This is why I'm curious what directions may be shown with Broadwell, and that may point to what to expect from Skylake, which may be the more significant change.
 
Hasn't the upgrade of GDDR5 to 8GB suddenly made console to PC conversions a bit tricky?
You may have recently gone out and bought a high performance card, with multiple times the performance of anything that's going to be fitted to a PS4, but how are you going to squeeze in say 6GB worth of assets?

If the console game is designed to use texture streaming then perhaps that wont be a problem, but if the game just dumps all the levels assets down in one go, which may well happen for rushed launch games, then will the performance hit of streaming data from CPU RAM to you're video card out way any processing advantages?
 
The most amount of assets you are going to use at any time is determined by maximum BW. Everything else has to be swapped in. A PC with 4 GB card will have all the 'current' assets on hand and will load in other assets from system RAM. PS4's BW isn't mahoosive (what a shame 500GB Rambus tech ever happened :() so it shouldn't be a challenge, especially if some of that RAM is used for acceleration structure that PC's higher computer can calculate on the lfly.
 
A single, relatively large, unified, and high-bandwidth pool is going to have fewer corner cases than a system that inserts two non-coherent memory pools with disparate bandwidth capabilities and a slow expansion bus in the middle.

-- Data section --
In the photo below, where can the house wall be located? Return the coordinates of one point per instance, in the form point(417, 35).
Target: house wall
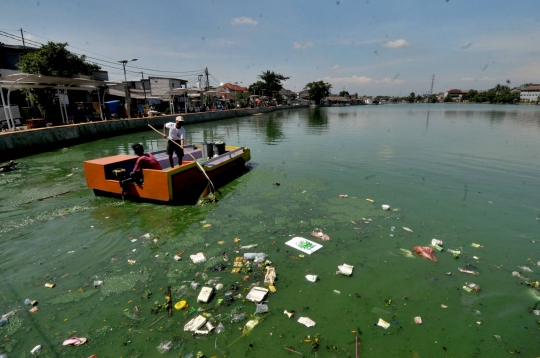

-- Instruction 1 --
Do these statements agree with the console memory discussion? For each, answer yes or no and quote its deciding words.
(a) A PC with a 4 GB card will load other assets from system RAM.
(b) The PS4's bandwidth is described as very large.
(c) A single unified pool is said to have more corner cases than a system with two non-coherent memory pools.
-- Instruction 2 --
Can you write out the console memory discussion again, starting at "This is why" and ending at "more significant change.", swapping "Broadwell" for "Haswell"?

-- Correct answer 1 --
(a) Yes: "will load in other assets from system RAM"
(b) No: "PS4's BW isn't mahoosive"
(c) No: "is going to have fewer corner cases than a system that inserts two non-coherent memory pools"

-- Correct answer 2 --
This is why I'm curious what directions may be shown with Haswell, and that may point to what to expect from Skylake, which may be the more significant change.